:: Text excerpt ::
****

That was the ten thousand dollar question. And - what a surprise. 10G networking too.

(A 1G link provides a natural 120MB/sec throttle which at least greatly slows the buildup of the issue, maybe so it doesn't ever arise for many intermittent workloads, and also may be just slow enough to handle ongoing anyway, depending on the server hardware. It doesn't stand a chance with anything much faster, as the pipes refill so quickly. See other linked post for details if you just found this thread. Also be aware it will happen in local file transfers within the server too, not just networked. But those don't disconnect, so there's less to fall over).

As a taster of what's possible, after upgrading to special vdevs, I'm getting 300+ MB/sec across SMB, without issues, on 1 - 3 TB file writes, to my deduped pool, compared to stalling before. But the SSDs are pulling huge amounts of 4K mixed RW to do that, and the server still needs quite a lot of RAM (less so because there's less penalty to pulling metadata+dedup data off Optane, its as fast as the fastest L2ARC anyway, only battery backed RAM is faster).... so it will all depend on your individual hardware and uses.

****

:: Recorded data ::
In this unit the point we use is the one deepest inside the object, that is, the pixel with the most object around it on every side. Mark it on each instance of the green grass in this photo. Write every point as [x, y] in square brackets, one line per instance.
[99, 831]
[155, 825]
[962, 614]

****

:: Parts of the exercise ::
A - In the post about deduped pool performance, what throughput does the writer report across SMB after upgrading to special vdevs?
B - Go on with the post about deduped pool performance, picking up after its final sentence.
The listing has nothing to do with the post about deduped pool performance.

:: Answers for the exercise ::
A - 300+ MB/sec, on 1 to 3 TB file writes to the deduped pool.

B -
I'm using Optane for it, but it's expensive. At minimum, even good enthusiast SSDs (Samsung Pro NVMe) should stand a very good chance of handling it enough to make it manageable. Pro because you need a good controller and rock solid SSD for this demand, and you dont want your special vdev slowed down too badly when its internal cache is full and it falls back to the native speed of the controller+NVRAM. NVMe because I don't know what you'll get, but I get 4k random reads at 250k IOPS for long enough to point a camera at it and the best SATA tops out around 100k. As of 2020 if you aren't sure, then get Samsung (not older PM and NEVER QVO) or Intel, even 2nd hand, nothing else. Just remember special vdevs need to be redundant, too, their data is fundamental to the pool being usable. And whatever the webUI says and whatever the rest of your pool is, make them mirrored *never* raidz. Override the webUI if needed to do it.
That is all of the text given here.